TASK DETAILS: Starting from the line that holds "tile pool wall.", print each remaining line of the entries exactly, ending with the last.

GIVEN ENTRIES:
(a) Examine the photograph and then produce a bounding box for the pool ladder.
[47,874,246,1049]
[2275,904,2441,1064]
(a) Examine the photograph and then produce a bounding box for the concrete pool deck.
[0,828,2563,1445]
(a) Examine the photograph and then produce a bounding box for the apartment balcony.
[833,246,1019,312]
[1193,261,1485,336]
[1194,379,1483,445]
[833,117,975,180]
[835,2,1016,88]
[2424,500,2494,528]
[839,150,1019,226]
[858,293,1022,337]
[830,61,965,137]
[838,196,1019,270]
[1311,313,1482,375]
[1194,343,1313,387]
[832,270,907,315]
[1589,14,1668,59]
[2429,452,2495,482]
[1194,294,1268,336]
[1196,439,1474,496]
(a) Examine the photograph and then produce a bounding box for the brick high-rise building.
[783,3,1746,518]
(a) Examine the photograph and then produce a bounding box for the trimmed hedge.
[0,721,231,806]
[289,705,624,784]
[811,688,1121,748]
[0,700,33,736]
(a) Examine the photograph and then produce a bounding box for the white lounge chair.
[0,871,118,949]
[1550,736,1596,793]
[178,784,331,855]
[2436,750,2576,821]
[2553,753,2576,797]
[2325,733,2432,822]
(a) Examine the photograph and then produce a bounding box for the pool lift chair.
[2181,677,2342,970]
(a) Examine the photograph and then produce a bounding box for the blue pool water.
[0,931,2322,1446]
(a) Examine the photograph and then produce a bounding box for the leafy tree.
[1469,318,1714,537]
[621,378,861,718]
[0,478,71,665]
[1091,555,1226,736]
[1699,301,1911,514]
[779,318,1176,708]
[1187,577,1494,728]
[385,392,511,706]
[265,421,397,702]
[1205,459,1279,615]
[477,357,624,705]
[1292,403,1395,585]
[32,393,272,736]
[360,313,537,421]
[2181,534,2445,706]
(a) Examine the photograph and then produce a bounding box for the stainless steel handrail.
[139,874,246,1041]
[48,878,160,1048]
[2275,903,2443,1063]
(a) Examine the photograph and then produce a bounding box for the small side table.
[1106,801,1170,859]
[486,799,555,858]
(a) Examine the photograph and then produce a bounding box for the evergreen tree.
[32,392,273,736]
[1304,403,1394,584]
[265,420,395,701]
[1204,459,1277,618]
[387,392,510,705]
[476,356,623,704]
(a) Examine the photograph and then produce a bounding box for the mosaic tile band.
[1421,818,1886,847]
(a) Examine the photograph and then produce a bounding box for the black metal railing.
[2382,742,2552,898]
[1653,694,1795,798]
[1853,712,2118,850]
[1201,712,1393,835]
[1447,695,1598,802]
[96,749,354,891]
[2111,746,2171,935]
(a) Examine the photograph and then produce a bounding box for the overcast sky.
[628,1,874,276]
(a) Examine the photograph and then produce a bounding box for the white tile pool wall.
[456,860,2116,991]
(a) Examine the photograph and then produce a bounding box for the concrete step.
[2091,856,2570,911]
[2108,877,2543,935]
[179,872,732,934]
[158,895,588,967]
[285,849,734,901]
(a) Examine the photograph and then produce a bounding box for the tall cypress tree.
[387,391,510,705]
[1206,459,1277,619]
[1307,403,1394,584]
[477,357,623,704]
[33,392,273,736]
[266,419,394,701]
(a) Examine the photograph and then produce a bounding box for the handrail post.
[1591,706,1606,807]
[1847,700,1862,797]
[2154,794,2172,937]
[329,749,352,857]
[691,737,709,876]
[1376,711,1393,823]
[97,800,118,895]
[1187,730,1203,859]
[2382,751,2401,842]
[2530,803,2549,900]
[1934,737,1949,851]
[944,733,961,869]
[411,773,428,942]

ANSWER SECTION:
(a) Examine the photograph and then produce a bounding box for the white tile pool wall.
[456,860,2116,991]
(a) Examine the photograph and then produce a bounding box for the concrete step.
[2091,856,2570,911]
[2108,877,2543,935]
[179,872,732,934]
[158,895,588,967]
[285,849,734,901]
(a) Examine the photograph and then produce a bounding box for the tall cypress tree.
[387,391,510,705]
[1206,459,1277,619]
[1307,403,1394,584]
[477,357,623,704]
[33,392,273,736]
[266,419,394,701]
(a) Examine the photograph and then produce a bounding box for the handrail post.
[1591,706,1606,807]
[1847,700,1862,797]
[2154,794,2172,937]
[329,749,352,857]
[691,737,709,876]
[1376,711,1393,823]
[97,800,118,895]
[1187,730,1203,859]
[2382,751,2401,842]
[2530,803,2549,900]
[1934,737,1949,851]
[944,733,961,869]
[411,773,428,942]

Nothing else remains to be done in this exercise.